## [Passage given]
***
Expanding gives $\displaystyle -2A = 2 - 2e^{-2x} $ (yes, the B's cancel but why?) The reason is that $\displaystyle y = Be^{-2x}$ is part of the complimentary solution so

$\displaystyle y'' + y' - 2y = 0 $ identically! So in this case, what do we do for a guess. Let us onsider the following first order example

$\displaystyle (1)\;\;\; y' - y = e^x $

The complimentary equation is

$\displaystyle y' - y = 0 $

the characteristic equations is

$\displaystyle m - 1 = 0 $

the complimentary solution is

$\displaystyle y = e^x $

However, since eqn. (1) is linear we solve giving

$\displaystyle y = c e^x + x\,e^x $

In this solution we have two parts, the first the complimentary and the second the particular. We notice the extra x so in order to guess a particular solution when rhs contains the complimentary solution we "bump" up the exponential in our first guess and use

$\displaystyle y = A + Bx e^{-2x} $

$\displaystyle y' = B e^{-2x} -2x Bx e^{-2x} $

$\displaystyle y'' = -4B e^{-2x} + 4x Bx e^{-2x} $

substituting gives

$\displaystyle y'' + y' - 2y = -4B e^{-2x} + 4 Bx e^{-2x} + \left( B e^{-2x} -2 Bx e^{-2x} \right) - 2 \left( A + Bx e^{-2x} \right)=$

$\displaystyle = 2 - 2e^{-2x} $

and when we expand we get

$\displaystyle -3B e^{-2x} - 2 A = 2 - 2e^{-2x} $

from which we obtain $\displaystyle A = -1,\;\;B = \frac{2}{3}$ and the particular solution

$\displaystyle y_p = - 1 +\frac{2}{3} \,e^{-2x} $
***
## [Request 1]
Output the records verbatim, everything from the line containing "Can you find the blurred background grass" down to the end of the records.

## [Extracted information]
***
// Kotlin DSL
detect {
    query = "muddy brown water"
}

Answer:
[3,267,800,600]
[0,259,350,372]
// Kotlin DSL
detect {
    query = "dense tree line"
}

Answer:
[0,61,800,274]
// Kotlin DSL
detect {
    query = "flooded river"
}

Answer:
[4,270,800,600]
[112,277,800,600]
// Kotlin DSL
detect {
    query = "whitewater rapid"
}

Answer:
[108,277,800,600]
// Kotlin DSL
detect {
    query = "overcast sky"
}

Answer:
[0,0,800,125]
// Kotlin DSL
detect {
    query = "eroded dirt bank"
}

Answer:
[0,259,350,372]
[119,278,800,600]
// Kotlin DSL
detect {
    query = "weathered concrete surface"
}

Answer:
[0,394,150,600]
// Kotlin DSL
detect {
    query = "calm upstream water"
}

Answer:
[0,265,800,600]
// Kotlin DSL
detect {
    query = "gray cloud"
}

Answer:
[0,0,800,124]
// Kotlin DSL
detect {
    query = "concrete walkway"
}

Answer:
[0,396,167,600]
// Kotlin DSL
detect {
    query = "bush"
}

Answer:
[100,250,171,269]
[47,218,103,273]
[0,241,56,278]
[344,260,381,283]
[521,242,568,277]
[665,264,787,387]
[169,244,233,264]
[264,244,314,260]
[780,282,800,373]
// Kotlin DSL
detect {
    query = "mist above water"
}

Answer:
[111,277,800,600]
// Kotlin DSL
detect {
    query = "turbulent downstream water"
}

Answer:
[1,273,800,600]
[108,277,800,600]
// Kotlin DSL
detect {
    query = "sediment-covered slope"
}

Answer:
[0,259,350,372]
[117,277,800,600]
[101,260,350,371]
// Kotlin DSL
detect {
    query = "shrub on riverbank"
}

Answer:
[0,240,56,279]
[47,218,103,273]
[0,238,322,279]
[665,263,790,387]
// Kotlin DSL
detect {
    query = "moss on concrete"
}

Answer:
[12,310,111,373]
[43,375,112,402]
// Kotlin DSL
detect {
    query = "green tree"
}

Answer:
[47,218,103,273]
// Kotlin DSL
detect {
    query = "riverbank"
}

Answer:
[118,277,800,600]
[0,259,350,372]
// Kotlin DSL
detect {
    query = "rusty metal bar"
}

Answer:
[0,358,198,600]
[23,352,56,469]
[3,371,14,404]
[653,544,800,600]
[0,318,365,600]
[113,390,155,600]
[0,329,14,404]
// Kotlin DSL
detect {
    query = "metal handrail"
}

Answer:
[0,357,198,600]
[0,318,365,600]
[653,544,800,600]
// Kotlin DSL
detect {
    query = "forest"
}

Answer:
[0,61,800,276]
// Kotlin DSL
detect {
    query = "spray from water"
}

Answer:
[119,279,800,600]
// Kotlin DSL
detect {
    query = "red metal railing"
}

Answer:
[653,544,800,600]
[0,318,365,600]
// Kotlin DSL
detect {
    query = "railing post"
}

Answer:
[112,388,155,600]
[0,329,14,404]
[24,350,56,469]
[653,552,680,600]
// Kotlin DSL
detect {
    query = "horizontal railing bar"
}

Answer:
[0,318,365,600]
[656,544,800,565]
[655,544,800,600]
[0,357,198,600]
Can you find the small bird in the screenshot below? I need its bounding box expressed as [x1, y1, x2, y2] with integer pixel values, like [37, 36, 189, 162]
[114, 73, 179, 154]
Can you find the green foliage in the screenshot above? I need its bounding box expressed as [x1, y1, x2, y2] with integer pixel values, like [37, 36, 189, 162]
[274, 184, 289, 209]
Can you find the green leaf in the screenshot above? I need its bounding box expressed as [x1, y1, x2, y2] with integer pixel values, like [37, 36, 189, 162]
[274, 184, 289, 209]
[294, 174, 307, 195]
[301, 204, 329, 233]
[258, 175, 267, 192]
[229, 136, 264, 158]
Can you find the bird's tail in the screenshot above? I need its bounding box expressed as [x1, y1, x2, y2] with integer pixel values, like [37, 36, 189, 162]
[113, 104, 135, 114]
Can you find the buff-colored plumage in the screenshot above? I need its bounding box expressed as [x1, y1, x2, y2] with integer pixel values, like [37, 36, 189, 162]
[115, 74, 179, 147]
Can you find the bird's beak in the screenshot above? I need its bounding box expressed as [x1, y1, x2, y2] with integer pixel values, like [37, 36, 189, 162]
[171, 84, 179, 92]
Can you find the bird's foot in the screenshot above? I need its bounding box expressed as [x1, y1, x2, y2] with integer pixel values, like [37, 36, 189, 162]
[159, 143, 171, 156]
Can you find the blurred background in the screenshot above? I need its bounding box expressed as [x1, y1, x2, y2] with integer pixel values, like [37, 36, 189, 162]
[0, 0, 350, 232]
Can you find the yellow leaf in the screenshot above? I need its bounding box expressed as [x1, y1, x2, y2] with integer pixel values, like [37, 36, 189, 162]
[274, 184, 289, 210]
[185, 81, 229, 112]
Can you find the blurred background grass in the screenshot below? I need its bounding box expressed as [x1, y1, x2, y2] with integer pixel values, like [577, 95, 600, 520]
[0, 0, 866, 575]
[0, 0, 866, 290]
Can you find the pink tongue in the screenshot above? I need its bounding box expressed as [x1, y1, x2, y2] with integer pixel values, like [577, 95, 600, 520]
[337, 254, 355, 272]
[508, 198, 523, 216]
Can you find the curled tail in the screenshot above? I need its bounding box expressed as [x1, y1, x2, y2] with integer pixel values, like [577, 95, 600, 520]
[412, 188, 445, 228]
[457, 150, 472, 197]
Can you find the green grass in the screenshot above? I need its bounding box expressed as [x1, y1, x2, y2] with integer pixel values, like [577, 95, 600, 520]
***
## [Request 2]
List every equation the differential equations passage gives for its first-order example, from the example's statement through its solution.

## [Task solution 1]
Can you find the blurred background grass in the screenshot below? I need its bounding box expressed as [x1, y1, x2, y2] with integer pixel values, like [577, 95, 600, 520]
[0, 0, 866, 575]
[0, 0, 866, 290]
Can you find the pink tongue in the screenshot above? I need its bounding box expressed as [x1, y1, x2, y2] with integer pixel values, like [577, 95, 600, 520]
[337, 254, 355, 272]
[508, 198, 523, 216]
Can you find the curled tail in the screenshot above? I need its bounding box expressed as [x1, y1, x2, y2] with integer pixel values, like [577, 95, 600, 520]
[412, 188, 445, 228]
[457, 150, 472, 197]
Can you find the green grass in the screenshot above? I need its bounding box expressed as [x1, y1, x2, y2] with integer pixel values, like [577, 95, 600, 520]

## [Task solution 2]
- y' − y = e^x
- y' − y = 0
- m − 1 = 0
- y = e^x
- y = c e^x + x e^x